§ **Task prompt**
Locate each line in the data below containing the string "green", matching case exactly, and copy those lines.

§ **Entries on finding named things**

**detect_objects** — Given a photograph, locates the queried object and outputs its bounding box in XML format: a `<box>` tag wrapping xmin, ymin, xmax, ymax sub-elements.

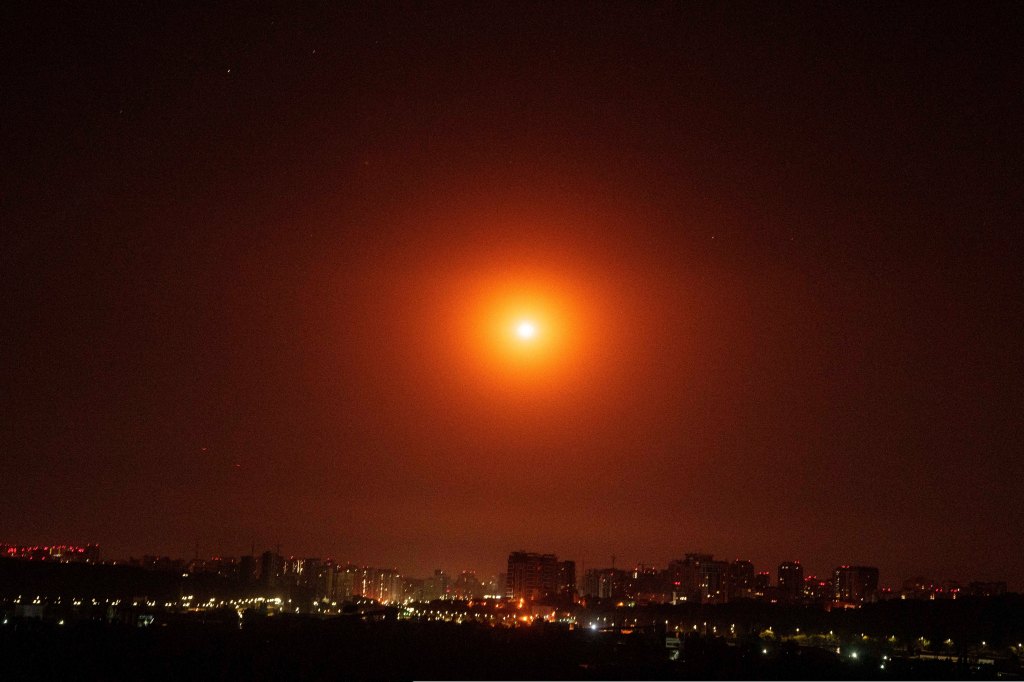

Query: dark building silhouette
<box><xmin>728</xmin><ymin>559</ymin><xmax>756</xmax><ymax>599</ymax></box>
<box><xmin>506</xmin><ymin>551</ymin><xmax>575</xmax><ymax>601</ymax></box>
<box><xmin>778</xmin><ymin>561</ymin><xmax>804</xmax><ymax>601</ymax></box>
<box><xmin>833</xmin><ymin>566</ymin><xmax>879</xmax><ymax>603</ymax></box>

* * *

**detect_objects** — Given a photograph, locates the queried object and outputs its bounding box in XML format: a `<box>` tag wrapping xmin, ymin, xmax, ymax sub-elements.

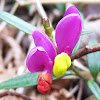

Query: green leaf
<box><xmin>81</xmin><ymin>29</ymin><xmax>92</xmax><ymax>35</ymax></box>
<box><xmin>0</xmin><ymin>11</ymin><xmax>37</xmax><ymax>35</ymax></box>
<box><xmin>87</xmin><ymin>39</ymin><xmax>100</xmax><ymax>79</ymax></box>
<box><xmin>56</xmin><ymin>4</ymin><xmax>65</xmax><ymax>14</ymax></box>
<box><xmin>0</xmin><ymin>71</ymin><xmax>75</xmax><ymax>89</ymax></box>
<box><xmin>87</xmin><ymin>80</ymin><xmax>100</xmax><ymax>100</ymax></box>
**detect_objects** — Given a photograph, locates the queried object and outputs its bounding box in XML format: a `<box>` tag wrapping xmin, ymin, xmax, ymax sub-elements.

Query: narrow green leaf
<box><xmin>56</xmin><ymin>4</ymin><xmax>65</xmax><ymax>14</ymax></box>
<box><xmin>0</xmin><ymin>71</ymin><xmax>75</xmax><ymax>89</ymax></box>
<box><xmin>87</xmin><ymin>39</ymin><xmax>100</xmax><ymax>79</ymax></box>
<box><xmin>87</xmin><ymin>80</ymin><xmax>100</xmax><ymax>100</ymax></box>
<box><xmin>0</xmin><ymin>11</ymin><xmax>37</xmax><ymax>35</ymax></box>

§ **Solution to this problem**
Query: green leaf
Query: narrow green leaf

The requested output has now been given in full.